→ **Exercise**: Rewrite each line of the records below as an item in a JSON list of strings, one string per line, and leave out any blank lines.

→ **Exercise material**:
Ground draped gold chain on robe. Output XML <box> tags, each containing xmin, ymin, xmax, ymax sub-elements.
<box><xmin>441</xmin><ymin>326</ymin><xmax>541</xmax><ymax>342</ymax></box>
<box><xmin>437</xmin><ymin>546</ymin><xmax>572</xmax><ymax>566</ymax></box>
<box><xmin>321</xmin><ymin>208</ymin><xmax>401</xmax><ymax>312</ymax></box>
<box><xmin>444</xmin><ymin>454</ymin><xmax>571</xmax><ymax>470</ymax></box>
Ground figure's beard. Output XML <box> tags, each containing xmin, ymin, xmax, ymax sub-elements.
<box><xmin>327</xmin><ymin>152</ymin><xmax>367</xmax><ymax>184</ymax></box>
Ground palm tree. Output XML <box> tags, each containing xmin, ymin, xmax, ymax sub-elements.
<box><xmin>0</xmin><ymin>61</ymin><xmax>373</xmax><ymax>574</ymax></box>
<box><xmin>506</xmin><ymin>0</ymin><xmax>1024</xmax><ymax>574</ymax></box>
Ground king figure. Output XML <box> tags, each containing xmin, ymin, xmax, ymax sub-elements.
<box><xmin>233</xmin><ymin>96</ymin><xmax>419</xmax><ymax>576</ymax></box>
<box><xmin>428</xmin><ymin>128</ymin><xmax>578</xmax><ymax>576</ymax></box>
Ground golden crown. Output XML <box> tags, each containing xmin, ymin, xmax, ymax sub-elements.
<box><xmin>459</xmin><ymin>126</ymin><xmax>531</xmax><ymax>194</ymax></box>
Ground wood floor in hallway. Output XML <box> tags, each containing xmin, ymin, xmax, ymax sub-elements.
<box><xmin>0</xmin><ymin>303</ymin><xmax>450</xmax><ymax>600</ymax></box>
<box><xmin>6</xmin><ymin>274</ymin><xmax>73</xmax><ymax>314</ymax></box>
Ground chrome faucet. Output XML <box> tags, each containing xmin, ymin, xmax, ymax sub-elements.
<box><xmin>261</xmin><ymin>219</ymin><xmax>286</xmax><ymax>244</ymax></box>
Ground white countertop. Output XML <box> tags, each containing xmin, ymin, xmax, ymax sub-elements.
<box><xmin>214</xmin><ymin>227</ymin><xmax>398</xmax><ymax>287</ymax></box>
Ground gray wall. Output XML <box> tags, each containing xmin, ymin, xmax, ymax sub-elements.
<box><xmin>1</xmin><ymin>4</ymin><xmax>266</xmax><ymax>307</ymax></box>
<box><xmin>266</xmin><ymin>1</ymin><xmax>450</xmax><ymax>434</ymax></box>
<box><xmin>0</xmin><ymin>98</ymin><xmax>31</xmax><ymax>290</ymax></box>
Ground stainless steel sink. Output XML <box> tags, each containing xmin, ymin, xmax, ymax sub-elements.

→ **Exercise output**:
[
  "Ground draped gold chain on robe. Output XML <box> tags, each containing xmin, ymin, xmax, ymax sub-elements.",
  "<box><xmin>441</xmin><ymin>326</ymin><xmax>541</xmax><ymax>342</ymax></box>",
  "<box><xmin>437</xmin><ymin>546</ymin><xmax>572</xmax><ymax>566</ymax></box>",
  "<box><xmin>321</xmin><ymin>208</ymin><xmax>401</xmax><ymax>312</ymax></box>",
  "<box><xmin>444</xmin><ymin>454</ymin><xmax>571</xmax><ymax>470</ymax></box>",
  "Ground figure's beard. Output XML <box> tags, each containing xmin, ymin, xmax, ymax sub-elements.",
  "<box><xmin>327</xmin><ymin>152</ymin><xmax>367</xmax><ymax>184</ymax></box>",
  "Ground palm tree. Output XML <box> tags, each containing xmin, ymin, xmax, ymax sub-elements.",
  "<box><xmin>0</xmin><ymin>61</ymin><xmax>373</xmax><ymax>574</ymax></box>",
  "<box><xmin>506</xmin><ymin>0</ymin><xmax>1024</xmax><ymax>574</ymax></box>",
  "Ground king figure. Output XML <box> tags, each containing xmin, ymin, xmax, ymax sub-elements.",
  "<box><xmin>233</xmin><ymin>96</ymin><xmax>419</xmax><ymax>576</ymax></box>",
  "<box><xmin>428</xmin><ymin>128</ymin><xmax>578</xmax><ymax>576</ymax></box>",
  "Ground golden crown. Output XML <box> tags, each containing xmin, ymin, xmax, ymax sub-elements.",
  "<box><xmin>459</xmin><ymin>126</ymin><xmax>531</xmax><ymax>194</ymax></box>",
  "Ground wood floor in hallway. Output XML <box> tags, each containing xmin, ymin, xmax, ymax sub-elements.",
  "<box><xmin>0</xmin><ymin>303</ymin><xmax>450</xmax><ymax>600</ymax></box>",
  "<box><xmin>6</xmin><ymin>274</ymin><xmax>73</xmax><ymax>314</ymax></box>",
  "Ground chrome faucet. Output XML <box> tags, each containing xmin, ymin, xmax, ymax sub-elements.",
  "<box><xmin>261</xmin><ymin>219</ymin><xmax>286</xmax><ymax>244</ymax></box>",
  "Ground white countertop. Output XML <box> tags, each containing xmin, ymin, xmax, ymax sub-elements.",
  "<box><xmin>214</xmin><ymin>227</ymin><xmax>398</xmax><ymax>287</ymax></box>",
  "Ground gray wall. Output XML <box> tags, each containing xmin, ymin, xmax, ymax sub-elements.",
  "<box><xmin>1</xmin><ymin>4</ymin><xmax>266</xmax><ymax>307</ymax></box>",
  "<box><xmin>266</xmin><ymin>1</ymin><xmax>450</xmax><ymax>434</ymax></box>",
  "<box><xmin>0</xmin><ymin>98</ymin><xmax>31</xmax><ymax>290</ymax></box>",
  "Ground stainless steel sink. Output XML <box> tags, each containing xmin, ymin, xmax, ymax sub-elements."
]